* [What is being asked]
Everything in the entries except the pictures must be duplicated exactly.
━━━━━ Extracted information ━━━━━
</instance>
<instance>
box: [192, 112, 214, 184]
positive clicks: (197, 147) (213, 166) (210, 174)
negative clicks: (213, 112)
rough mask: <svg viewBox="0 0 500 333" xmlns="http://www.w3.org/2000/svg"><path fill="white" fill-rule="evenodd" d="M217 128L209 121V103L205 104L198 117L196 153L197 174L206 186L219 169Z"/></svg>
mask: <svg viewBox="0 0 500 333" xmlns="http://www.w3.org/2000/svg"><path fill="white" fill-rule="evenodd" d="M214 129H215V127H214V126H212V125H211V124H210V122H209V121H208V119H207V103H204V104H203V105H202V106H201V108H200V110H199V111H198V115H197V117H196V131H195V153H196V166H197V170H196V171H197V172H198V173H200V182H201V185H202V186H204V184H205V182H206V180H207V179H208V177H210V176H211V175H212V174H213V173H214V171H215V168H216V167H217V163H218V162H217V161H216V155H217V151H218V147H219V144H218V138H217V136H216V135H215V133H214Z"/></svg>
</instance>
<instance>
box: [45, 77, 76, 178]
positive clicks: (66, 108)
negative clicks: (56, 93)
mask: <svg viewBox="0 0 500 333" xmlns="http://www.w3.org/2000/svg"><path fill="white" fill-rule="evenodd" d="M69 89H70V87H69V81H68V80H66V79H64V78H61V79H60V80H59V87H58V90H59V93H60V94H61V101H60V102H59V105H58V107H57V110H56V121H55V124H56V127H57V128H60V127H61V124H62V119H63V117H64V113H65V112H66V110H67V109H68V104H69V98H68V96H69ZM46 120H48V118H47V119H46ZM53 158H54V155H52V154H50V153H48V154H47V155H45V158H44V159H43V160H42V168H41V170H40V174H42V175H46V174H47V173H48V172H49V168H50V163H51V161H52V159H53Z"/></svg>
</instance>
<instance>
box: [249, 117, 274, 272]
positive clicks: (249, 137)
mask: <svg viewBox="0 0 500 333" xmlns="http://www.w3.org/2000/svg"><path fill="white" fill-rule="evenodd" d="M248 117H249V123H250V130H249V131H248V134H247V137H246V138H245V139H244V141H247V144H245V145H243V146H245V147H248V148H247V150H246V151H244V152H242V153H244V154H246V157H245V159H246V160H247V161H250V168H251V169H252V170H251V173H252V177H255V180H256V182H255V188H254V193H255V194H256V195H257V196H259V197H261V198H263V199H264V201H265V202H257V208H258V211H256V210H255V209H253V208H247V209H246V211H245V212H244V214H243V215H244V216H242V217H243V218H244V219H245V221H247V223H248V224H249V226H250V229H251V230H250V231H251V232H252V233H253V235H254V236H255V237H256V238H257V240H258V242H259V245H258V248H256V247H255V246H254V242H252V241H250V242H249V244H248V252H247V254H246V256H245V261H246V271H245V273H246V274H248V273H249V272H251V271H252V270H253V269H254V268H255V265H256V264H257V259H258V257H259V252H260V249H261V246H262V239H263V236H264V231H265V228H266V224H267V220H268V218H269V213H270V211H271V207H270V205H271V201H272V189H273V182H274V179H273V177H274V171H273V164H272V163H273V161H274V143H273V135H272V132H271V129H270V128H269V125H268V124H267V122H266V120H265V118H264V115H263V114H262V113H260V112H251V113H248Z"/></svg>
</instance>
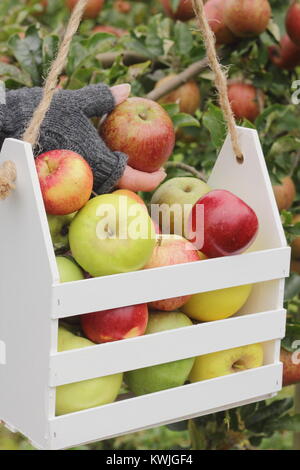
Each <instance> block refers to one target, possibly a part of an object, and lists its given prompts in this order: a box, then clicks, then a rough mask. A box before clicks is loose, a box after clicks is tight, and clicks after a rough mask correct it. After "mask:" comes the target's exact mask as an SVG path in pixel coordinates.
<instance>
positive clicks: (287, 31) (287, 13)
mask: <svg viewBox="0 0 300 470" xmlns="http://www.w3.org/2000/svg"><path fill="white" fill-rule="evenodd" d="M285 27H286V31H287V33H288V35H289V37H290V38H291V40H292V41H293V42H294V43H295V44H296V45H297V46H300V2H299V0H295V1H294V2H293V3H292V5H291V6H290V7H289V9H288V11H287V14H286V19H285Z"/></svg>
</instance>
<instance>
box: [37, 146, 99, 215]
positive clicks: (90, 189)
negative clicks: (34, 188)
mask: <svg viewBox="0 0 300 470" xmlns="http://www.w3.org/2000/svg"><path fill="white" fill-rule="evenodd" d="M35 164H36V169H37V173H38V177H39V181H40V186H41V191H42V195H43V199H44V203H45V208H46V212H47V213H48V214H52V215H67V214H71V213H72V212H76V211H78V210H79V209H81V208H82V207H83V206H84V205H85V203H86V202H87V201H88V200H89V199H90V197H91V193H92V188H93V173H92V170H91V168H90V166H89V165H88V163H87V162H86V161H85V160H84V158H82V157H81V156H80V155H78V153H75V152H72V151H70V150H51V151H50V152H46V153H43V154H41V155H39V156H38V157H37V158H36V160H35Z"/></svg>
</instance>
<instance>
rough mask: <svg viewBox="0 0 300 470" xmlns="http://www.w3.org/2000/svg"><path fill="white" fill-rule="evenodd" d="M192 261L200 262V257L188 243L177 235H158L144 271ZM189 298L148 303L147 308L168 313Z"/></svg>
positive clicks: (183, 302) (181, 305)
mask: <svg viewBox="0 0 300 470" xmlns="http://www.w3.org/2000/svg"><path fill="white" fill-rule="evenodd" d="M193 261H200V256H199V253H198V251H197V250H196V248H195V247H194V246H193V245H192V244H191V243H190V242H188V241H187V240H185V239H184V238H183V237H180V236H178V235H159V236H158V238H157V241H156V246H155V248H154V251H153V253H152V256H151V258H150V260H149V261H148V263H147V264H146V266H145V268H144V269H151V268H160V267H162V266H170V265H174V264H182V263H191V262H193ZM190 297H191V296H190V295H183V296H180V297H174V298H172V299H163V300H157V301H155V302H150V303H149V306H150V307H152V308H154V309H156V310H163V311H167V312H168V311H172V310H176V309H177V308H180V307H181V306H182V305H184V304H185V303H186V302H187V301H188V300H189V299H190Z"/></svg>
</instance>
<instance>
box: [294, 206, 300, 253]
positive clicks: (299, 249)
mask: <svg viewBox="0 0 300 470" xmlns="http://www.w3.org/2000/svg"><path fill="white" fill-rule="evenodd" d="M299 222H300V214H296V215H295V216H294V217H293V223H294V224H298V223H299ZM292 257H293V258H294V259H300V236H298V237H296V238H295V239H294V240H293V242H292Z"/></svg>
━━━━━
* [Exercise response]
</instance>
<instance>
box: [192, 112, 214, 184]
positive clicks: (197, 147) (213, 166) (210, 174)
negative clicks: (213, 112)
rough mask: <svg viewBox="0 0 500 333" xmlns="http://www.w3.org/2000/svg"><path fill="white" fill-rule="evenodd" d="M217 128L209 121V103L205 104L198 117L196 153L197 174L206 186L219 169Z"/></svg>
mask: <svg viewBox="0 0 500 333" xmlns="http://www.w3.org/2000/svg"><path fill="white" fill-rule="evenodd" d="M214 129H215V127H214V126H212V125H211V124H210V122H209V121H208V119H207V103H204V104H203V105H202V106H201V108H200V110H199V111H198V115H197V117H196V131H195V153H196V166H197V170H196V171H197V172H198V173H200V182H201V185H202V186H204V184H205V182H206V180H207V179H208V177H210V176H211V175H212V174H213V173H214V171H215V168H216V167H217V163H218V162H217V161H216V155H217V151H218V147H219V144H218V138H217V136H216V135H215V133H214Z"/></svg>
</instance>
<instance>
box: [45, 77, 76, 178]
positive clicks: (66, 108)
negative clicks: (56, 93)
mask: <svg viewBox="0 0 500 333" xmlns="http://www.w3.org/2000/svg"><path fill="white" fill-rule="evenodd" d="M69 89H70V87H69V81H68V80H66V79H64V78H61V79H60V80H59V87H58V90H59V93H60V94H61V101H60V102H59V105H58V107H57V110H56V121H55V124H56V127H57V128H60V127H61V124H62V119H63V117H64V113H65V112H66V110H67V109H68V104H69V98H68V96H69ZM46 120H48V118H47V119H46ZM53 158H54V155H52V154H50V153H48V154H47V155H45V158H44V159H43V160H42V168H41V170H40V174H42V175H46V174H47V173H48V172H49V168H50V163H51V161H52V159H53Z"/></svg>
</instance>
<instance>
box: [249, 117, 274, 272]
positive clicks: (249, 137)
mask: <svg viewBox="0 0 500 333" xmlns="http://www.w3.org/2000/svg"><path fill="white" fill-rule="evenodd" d="M248 117H249V123H250V130H249V131H248V134H247V137H246V138H245V139H244V141H247V144H245V145H243V146H245V147H248V148H247V150H246V151H244V152H242V153H244V154H246V157H245V159H246V160H247V161H250V168H251V169H252V170H251V173H252V177H255V180H256V182H255V188H254V193H255V194H256V195H257V196H259V197H261V198H263V199H264V201H265V202H257V208H258V211H256V210H255V209H253V208H247V209H246V211H245V212H244V214H243V215H244V216H242V217H243V218H244V219H245V221H247V223H248V224H249V226H250V229H251V230H250V231H251V232H252V233H253V235H254V236H255V237H256V238H257V240H258V242H259V245H258V248H256V247H255V246H254V242H252V241H250V242H249V244H248V252H247V254H246V256H245V261H246V271H245V273H246V274H248V273H249V272H251V271H252V270H253V269H254V268H255V265H256V264H257V259H258V257H259V252H260V249H261V246H262V239H263V236H264V231H265V228H266V224H267V220H268V218H269V213H270V211H271V207H270V205H271V201H272V189H273V182H274V179H273V177H274V171H273V164H272V163H273V161H274V143H273V135H272V132H271V129H270V128H269V125H268V124H267V122H266V120H265V118H264V115H263V114H262V113H260V112H251V113H248Z"/></svg>
</instance>
Each <instance> block refers to one target, possibly a part of an object, and lists its given prompts in this order: a box, then clicks, then a rough mask. A box before clicks is loose, a box after clicks is tight, and clicks after a rough mask correct it. After "mask:" comes the target's exact mask as an SVG path in pixel coordinates.
<instance>
positive clicks: (287, 31) (287, 13)
mask: <svg viewBox="0 0 300 470" xmlns="http://www.w3.org/2000/svg"><path fill="white" fill-rule="evenodd" d="M285 27H286V31H287V33H288V35H289V37H290V38H291V40H292V41H293V42H294V43H295V44H296V45H297V46H300V2H299V0H295V1H294V2H293V3H292V5H291V6H290V7H289V9H288V11H287V14H286V19H285Z"/></svg>
</instance>
<instance>
box: [37, 146, 99, 215]
positive clicks: (90, 189)
negative clicks: (34, 188)
mask: <svg viewBox="0 0 300 470" xmlns="http://www.w3.org/2000/svg"><path fill="white" fill-rule="evenodd" d="M35 164H36V169H37V173H38V177H39V181H40V186H41V191H42V195H43V199H44V203H45V208H46V212H47V213H48V214H52V215H67V214H71V213H72V212H76V211H78V210H79V209H81V208H82V207H83V206H84V205H85V203H86V202H87V201H88V200H89V199H90V197H91V193H92V188H93V173H92V170H91V168H90V166H89V165H88V163H87V162H86V161H85V160H84V158H82V157H81V156H80V155H78V153H75V152H72V151H70V150H51V151H50V152H46V153H43V154H41V155H39V156H38V157H37V158H36V160H35Z"/></svg>
</instance>
<instance>
rough mask: <svg viewBox="0 0 300 470" xmlns="http://www.w3.org/2000/svg"><path fill="white" fill-rule="evenodd" d="M192 261L200 262V257L188 243L177 235H158L144 271ZM189 298L148 303L147 308L168 313Z"/></svg>
positive clicks: (183, 302) (181, 305)
mask: <svg viewBox="0 0 300 470" xmlns="http://www.w3.org/2000/svg"><path fill="white" fill-rule="evenodd" d="M193 261H200V256H199V253H198V251H197V250H196V248H195V247H194V246H193V245H192V244H191V243H190V242H188V241H187V240H185V239H184V238H183V237H180V236H178V235H159V236H158V238H157V241H156V246H155V248H154V251H153V253H152V256H151V258H150V260H149V261H148V263H147V264H146V266H145V268H144V269H151V268H160V267H162V266H170V265H174V264H182V263H191V262H193ZM190 297H191V296H190V295H183V296H180V297H174V298H172V299H163V300H157V301H155V302H150V303H149V306H150V307H152V308H154V309H156V310H163V311H167V312H168V311H172V310H176V309H177V308H180V307H181V306H182V305H184V304H185V303H186V302H187V301H188V300H189V299H190Z"/></svg>
</instance>
<instance>
box: [294, 206, 300, 253]
positive clicks: (299, 249)
mask: <svg viewBox="0 0 300 470" xmlns="http://www.w3.org/2000/svg"><path fill="white" fill-rule="evenodd" d="M299 222H300V214H296V215H295V216H294V217H293V223H294V224H298V223H299ZM292 257H293V258H294V259H300V236H298V237H296V238H295V239H294V240H293V242H292Z"/></svg>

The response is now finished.